[Dataset items]

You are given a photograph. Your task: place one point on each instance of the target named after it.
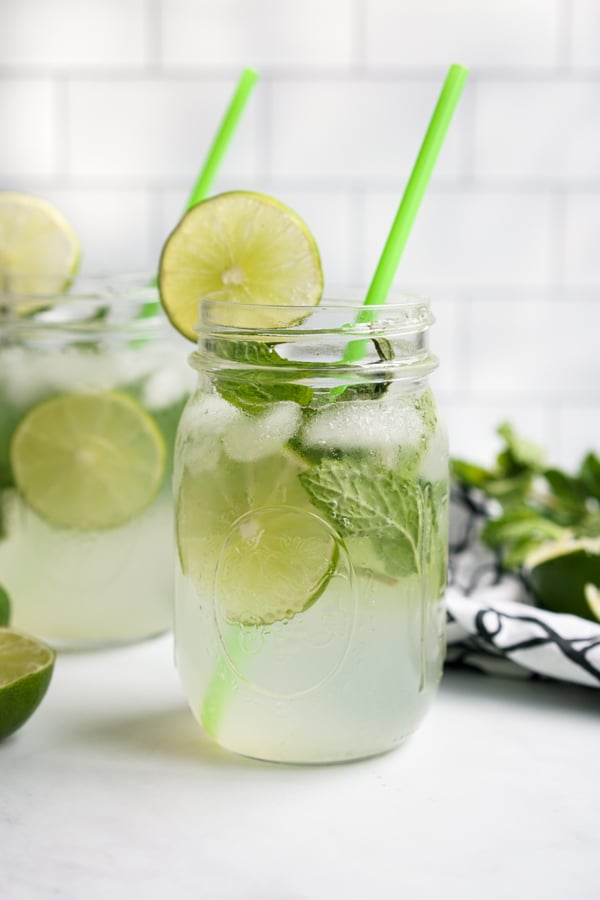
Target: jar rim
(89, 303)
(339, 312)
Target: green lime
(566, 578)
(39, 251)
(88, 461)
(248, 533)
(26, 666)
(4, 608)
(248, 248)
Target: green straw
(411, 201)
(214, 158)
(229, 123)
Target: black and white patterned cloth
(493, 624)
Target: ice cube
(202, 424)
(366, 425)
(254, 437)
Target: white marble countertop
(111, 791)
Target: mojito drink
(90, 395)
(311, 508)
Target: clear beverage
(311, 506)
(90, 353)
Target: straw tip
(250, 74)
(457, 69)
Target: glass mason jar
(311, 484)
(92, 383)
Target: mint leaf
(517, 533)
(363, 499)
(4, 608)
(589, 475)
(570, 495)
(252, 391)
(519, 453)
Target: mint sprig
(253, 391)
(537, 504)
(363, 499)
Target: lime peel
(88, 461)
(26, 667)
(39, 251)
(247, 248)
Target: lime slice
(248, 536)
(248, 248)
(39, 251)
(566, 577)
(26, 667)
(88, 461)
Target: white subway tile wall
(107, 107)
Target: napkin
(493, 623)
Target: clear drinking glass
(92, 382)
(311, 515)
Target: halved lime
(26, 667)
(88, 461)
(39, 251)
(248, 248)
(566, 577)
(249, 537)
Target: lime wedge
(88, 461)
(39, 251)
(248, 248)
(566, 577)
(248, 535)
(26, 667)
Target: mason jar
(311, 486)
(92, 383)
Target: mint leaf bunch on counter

Short task →
Transcribe the full listing above exactly, with the images removed.

Result →
You are given a photograph. Your task: place one point on each instance of the target named after it.
Target: jar rim
(89, 303)
(339, 312)
Target: green lime
(566, 578)
(39, 251)
(88, 461)
(248, 533)
(26, 666)
(4, 608)
(248, 248)
Target: green straw
(411, 201)
(214, 158)
(229, 123)
Target: black and white patterned cloth
(493, 624)
Target: ice cube
(202, 424)
(366, 425)
(254, 437)
Target: white marble countertop
(111, 791)
Target: mojito drink
(90, 395)
(311, 508)
Target: clear beverage
(311, 506)
(90, 353)
Target: straw tip
(250, 74)
(457, 69)
Target: glass mason jar
(311, 484)
(92, 383)
Target: mint leaf
(517, 533)
(363, 499)
(4, 608)
(589, 475)
(570, 495)
(252, 391)
(519, 453)
Target: mint sprig
(253, 391)
(537, 504)
(363, 499)
Target: lime peel
(88, 461)
(26, 667)
(39, 251)
(247, 248)
Target: lime slice
(248, 536)
(248, 248)
(39, 251)
(566, 577)
(26, 667)
(88, 461)
Target: white subway tile wall
(107, 107)
Target: napkin
(493, 623)
Target: clear drinking glass
(92, 382)
(311, 515)
Target: halved lime
(26, 667)
(88, 461)
(39, 251)
(248, 248)
(566, 577)
(249, 537)
Target: lime wedge
(88, 461)
(39, 251)
(248, 248)
(566, 577)
(248, 535)
(26, 667)
Target: mason jar
(311, 486)
(92, 383)
Target: mint leaf bunch on counter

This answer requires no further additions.